Opaque, corrupt, inefficient — Việt Nam’s state-run companies are used to criticism, but now they stand accused of creating a systemic economic crisis which the communist regime cannot fix.
More than 25 years after it started a transition towards a market economy, the government is trying to unpick a web of state-owned firms, which have a stranglehold on the economy and are proving stubbornly resistant to reform.
“The public sector is the Communist Party’s biggest mistake,” said Hà Nội-based economist Nguyễn Quang A, adding that the “long illness” of the public sector was causing a broader economic crisis.
“The economy is in its worst situation since 1986,” he told AFP, referring to a major economic crisis which precipitated free-market reforms.
The state sector is “the spoiled child of different interest groups (who) do not want to reform the sector to protect their power…
They are seeking to maintain its status at any price.”
Despite a string of interest rate cuts aimed at stimulating the economy, Việt Nam’s annual growth slowed to its weakest pace in 13 years in 2012, and resurgent inflation is seen as limiting the scope for further stimulus.
Việt Nam has more than 1,300 state-owned enterprises (SOEs).
They account for 45 percent of the country’s total investment, use 60 percent of commercial bank loans, and absorb some 70 percent of development aid.
But they contribute just 30 percent of annual GDP growth according to figures from the Ministry of Planning and Investment made public in November.
Some analysts argue that if one counts SOE subsidiaries and so-called private enterprises which are in reality controlled by top government officials, the state sector accounts for 70 percent of Việt Nam’s total economic activity.

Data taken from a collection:
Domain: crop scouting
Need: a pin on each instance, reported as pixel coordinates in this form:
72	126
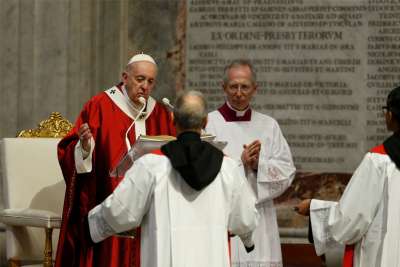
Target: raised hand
303	208
85	134
251	154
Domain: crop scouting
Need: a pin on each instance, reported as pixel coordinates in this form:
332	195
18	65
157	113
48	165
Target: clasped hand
251	154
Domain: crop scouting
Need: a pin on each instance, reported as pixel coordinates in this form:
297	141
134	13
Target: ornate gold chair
33	192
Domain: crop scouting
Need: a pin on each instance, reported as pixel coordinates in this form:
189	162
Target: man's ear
205	121
173	118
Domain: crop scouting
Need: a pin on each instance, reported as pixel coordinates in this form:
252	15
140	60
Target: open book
145	144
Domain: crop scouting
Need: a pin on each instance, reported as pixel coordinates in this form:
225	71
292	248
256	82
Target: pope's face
139	80
240	87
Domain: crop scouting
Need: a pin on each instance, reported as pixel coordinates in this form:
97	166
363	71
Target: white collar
239	113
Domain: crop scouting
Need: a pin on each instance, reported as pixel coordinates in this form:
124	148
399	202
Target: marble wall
56	54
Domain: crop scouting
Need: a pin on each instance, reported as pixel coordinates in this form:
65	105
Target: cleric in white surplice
186	197
368	213
257	140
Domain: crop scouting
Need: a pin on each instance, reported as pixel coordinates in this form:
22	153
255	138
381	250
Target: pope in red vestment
106	128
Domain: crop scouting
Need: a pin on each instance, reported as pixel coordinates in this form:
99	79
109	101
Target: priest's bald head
139	77
190	112
392	110
239	84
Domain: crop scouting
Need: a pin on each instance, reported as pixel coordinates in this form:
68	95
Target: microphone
168	104
142	100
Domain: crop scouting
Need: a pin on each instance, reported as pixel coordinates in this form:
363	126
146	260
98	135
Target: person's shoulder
264	117
376	157
98	98
229	164
214	115
154	161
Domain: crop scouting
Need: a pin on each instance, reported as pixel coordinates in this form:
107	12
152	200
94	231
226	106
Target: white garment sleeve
124	209
275	167
83	159
243	217
347	221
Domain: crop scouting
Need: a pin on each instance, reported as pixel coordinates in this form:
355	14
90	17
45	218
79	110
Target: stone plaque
324	68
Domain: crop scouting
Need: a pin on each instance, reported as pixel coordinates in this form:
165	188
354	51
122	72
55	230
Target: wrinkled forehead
143	68
242	73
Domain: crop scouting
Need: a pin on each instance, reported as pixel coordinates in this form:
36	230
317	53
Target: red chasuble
108	124
348	257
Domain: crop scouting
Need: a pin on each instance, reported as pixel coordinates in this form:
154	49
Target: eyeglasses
242	87
385	109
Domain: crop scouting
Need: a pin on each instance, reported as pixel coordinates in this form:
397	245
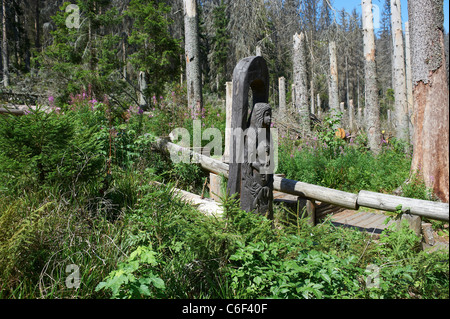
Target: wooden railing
385	202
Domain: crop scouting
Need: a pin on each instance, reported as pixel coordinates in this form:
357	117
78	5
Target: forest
87	202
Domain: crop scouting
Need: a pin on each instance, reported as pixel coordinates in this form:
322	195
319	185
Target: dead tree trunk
372	109
282	95
430	92
333	83
301	89
400	105
193	70
4	47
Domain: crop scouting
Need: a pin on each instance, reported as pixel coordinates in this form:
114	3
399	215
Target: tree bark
301	89
401	122
333	85
192	51
430	92
37	25
282	95
372	109
4	47
409	95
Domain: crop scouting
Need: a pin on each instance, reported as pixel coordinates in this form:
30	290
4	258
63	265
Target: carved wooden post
251	140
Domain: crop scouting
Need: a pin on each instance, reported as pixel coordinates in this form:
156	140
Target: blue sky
349	5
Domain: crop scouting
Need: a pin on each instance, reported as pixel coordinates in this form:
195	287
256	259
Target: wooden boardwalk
372	222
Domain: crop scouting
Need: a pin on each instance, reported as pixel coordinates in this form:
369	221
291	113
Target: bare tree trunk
372	109
301	89
333	83
142	90
351	116
4	47
430	91
193	70
409	95
282	95
401	122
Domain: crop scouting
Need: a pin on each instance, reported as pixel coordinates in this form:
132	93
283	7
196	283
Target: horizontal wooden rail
385	202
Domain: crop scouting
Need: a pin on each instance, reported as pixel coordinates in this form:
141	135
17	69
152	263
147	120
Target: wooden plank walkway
373	223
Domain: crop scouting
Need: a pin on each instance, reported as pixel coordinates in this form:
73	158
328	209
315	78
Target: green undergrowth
81	217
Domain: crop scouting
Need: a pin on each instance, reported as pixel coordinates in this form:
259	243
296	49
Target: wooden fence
385	202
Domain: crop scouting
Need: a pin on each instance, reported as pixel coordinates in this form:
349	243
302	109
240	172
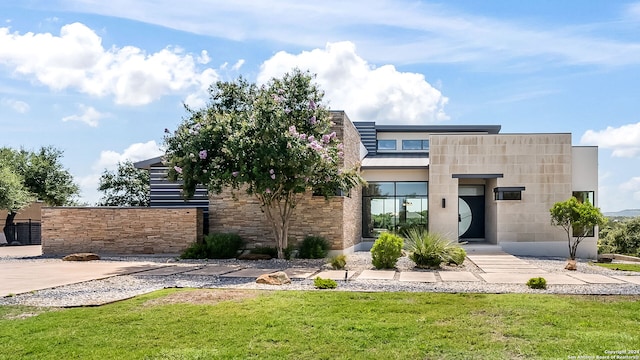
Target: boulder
276	278
81	257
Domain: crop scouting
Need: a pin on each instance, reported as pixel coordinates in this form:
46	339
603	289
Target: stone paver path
377	275
418	276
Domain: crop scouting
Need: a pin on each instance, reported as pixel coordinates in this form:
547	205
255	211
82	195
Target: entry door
471	212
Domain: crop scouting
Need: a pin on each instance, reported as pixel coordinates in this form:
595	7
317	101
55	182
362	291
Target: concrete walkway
28	274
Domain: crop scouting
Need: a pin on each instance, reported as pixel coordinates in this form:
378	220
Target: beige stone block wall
337	219
542	163
110	230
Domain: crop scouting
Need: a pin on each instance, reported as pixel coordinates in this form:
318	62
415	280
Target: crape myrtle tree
125	186
40	175
274	141
577	219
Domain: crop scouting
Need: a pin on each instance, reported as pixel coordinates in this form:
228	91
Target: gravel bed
121	287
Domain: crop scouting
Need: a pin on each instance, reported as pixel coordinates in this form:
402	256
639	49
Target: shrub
339	262
313	247
321	283
215	246
386	251
537	283
429	250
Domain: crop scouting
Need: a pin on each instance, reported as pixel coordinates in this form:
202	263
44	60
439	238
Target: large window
394	206
386	144
415	144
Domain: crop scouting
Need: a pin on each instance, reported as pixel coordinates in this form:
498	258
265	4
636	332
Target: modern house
470	183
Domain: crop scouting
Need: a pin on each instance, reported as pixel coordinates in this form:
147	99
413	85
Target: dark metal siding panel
367	130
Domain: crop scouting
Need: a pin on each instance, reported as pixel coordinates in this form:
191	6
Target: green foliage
321	283
577	219
215	246
274	141
338	262
386	251
537	283
621	237
313	247
429	249
42	174
13	195
126	186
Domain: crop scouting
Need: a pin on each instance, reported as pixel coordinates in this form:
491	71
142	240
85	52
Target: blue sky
101	80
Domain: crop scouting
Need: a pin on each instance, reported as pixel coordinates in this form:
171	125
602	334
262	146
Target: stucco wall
542	163
336	219
110	230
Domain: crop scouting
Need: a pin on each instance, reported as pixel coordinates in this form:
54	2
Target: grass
623	267
327	325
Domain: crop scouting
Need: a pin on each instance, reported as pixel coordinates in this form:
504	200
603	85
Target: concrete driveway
27	275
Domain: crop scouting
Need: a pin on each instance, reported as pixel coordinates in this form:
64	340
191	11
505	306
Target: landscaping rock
572	265
277	278
81	257
250	256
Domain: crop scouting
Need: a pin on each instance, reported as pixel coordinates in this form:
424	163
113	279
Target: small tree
126	186
577	219
274	141
41	176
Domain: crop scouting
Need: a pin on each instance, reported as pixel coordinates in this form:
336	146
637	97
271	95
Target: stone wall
337	219
111	230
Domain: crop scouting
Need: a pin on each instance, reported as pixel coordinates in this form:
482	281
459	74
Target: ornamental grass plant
429	249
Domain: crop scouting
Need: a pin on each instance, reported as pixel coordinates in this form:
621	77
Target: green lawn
326	325
618	266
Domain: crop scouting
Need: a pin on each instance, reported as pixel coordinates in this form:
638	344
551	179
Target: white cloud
366	92
109	159
623	140
430	32
17	105
89	115
77	60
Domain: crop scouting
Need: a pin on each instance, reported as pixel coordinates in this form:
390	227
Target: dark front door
471	217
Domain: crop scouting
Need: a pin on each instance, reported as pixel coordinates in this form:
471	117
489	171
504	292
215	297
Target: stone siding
337	219
110	230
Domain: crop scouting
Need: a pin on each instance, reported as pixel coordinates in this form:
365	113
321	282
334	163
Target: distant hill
623	213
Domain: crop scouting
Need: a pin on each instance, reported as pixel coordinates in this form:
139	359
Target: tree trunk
8	233
279	215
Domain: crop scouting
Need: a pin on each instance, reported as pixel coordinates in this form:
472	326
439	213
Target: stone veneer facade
111	230
336	219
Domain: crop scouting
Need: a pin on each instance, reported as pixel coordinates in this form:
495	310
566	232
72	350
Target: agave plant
429	250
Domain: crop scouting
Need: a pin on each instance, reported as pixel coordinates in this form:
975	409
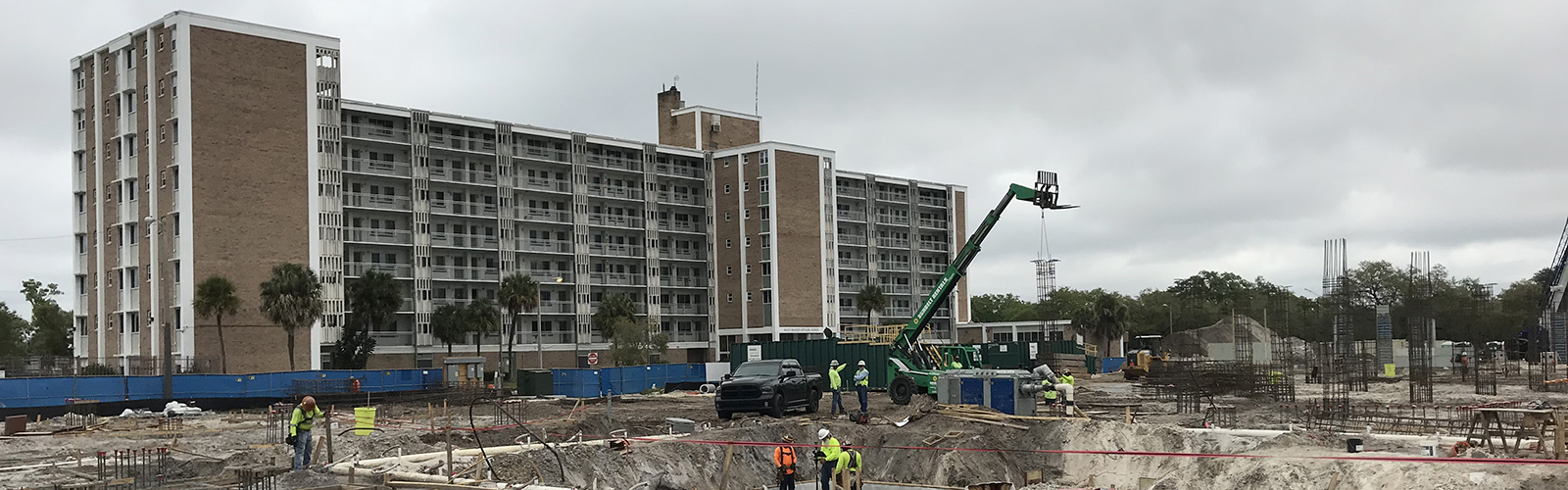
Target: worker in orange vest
784	461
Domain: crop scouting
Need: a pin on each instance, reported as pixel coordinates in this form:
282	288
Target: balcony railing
537	214
375	132
615	220
679	198
615	162
399	270
378	167
689	226
545	245
378	201
378	236
615	250
679	170
615	192
616	278
540	153
893	220
682	281
543	184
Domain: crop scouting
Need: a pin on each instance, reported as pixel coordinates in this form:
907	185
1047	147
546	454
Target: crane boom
1043	195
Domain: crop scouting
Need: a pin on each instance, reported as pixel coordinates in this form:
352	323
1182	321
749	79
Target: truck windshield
758	369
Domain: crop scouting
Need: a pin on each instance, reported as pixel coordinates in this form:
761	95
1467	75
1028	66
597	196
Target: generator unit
1010	391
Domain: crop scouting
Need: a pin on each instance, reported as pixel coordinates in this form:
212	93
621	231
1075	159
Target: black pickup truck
768	387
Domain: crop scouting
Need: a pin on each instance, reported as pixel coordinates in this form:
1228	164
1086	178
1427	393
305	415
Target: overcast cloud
1223	135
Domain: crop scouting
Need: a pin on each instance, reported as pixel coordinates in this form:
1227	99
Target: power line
35	239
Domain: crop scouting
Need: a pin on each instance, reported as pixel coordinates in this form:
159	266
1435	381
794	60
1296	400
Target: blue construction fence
54	391
626	379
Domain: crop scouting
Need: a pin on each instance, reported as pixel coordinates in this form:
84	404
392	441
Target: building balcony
376	201
681	253
893	242
465	273
893	266
615	220
538	214
375	132
611	278
682	226
615	250
682	281
463	143
463	240
858	240
893	220
378	236
378	167
615	192
462	208
541	184
397	270
613	162
545	245
679	198
462	176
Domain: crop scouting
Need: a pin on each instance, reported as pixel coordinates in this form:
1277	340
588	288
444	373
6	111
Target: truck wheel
901	390
776	409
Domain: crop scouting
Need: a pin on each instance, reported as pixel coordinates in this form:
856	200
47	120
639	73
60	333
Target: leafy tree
611	308
517	294
482	318
13	331
870	300
292	297
216	300
51	327
372	302
634	343
446	323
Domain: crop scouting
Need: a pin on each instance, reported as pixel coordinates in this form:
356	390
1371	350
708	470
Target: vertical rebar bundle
1419	307
1340	365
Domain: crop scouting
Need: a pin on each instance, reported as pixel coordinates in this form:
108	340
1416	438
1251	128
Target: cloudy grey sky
1225	135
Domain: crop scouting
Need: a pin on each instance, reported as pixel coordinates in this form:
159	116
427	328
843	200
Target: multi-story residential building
211	146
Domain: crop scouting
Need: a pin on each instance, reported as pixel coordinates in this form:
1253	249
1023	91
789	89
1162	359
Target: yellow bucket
365	419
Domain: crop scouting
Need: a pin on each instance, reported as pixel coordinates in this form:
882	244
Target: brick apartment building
212	146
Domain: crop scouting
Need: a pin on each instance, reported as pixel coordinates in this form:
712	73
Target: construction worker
784	461
828	458
862	382
836	383
300	426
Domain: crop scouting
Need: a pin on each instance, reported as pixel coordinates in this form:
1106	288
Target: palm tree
482	318
519	294
446	323
373	300
870	300
216	300
292	299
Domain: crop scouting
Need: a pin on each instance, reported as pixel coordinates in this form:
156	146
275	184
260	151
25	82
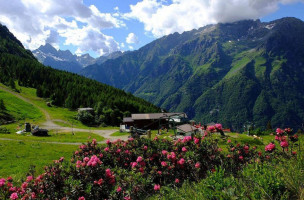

**THINGS TO DO**
1. In the article on Vietnam's state-owned companies, why do the interest groups described by economist Nguyễn Quang A oppose reforming the state sector?
2. According to the article on Vietnam's state-owned companies, how many state-owned enterprises does Việt Nam have?
3. Transcribe the article on Vietnam's state-owned companies, starting with "They account for" and going on through "of development aid.".

**SOLUTIONS TO THE TASKS**
1. They want to protect their power. The economist says these groups are seeking to maintain the sector's status at any price.

2. More than 1,300.

3.
They account for 45 percent of the country’s total investment, use 60 percent of commercial bank loans, and absorb some 70 percent of development aid.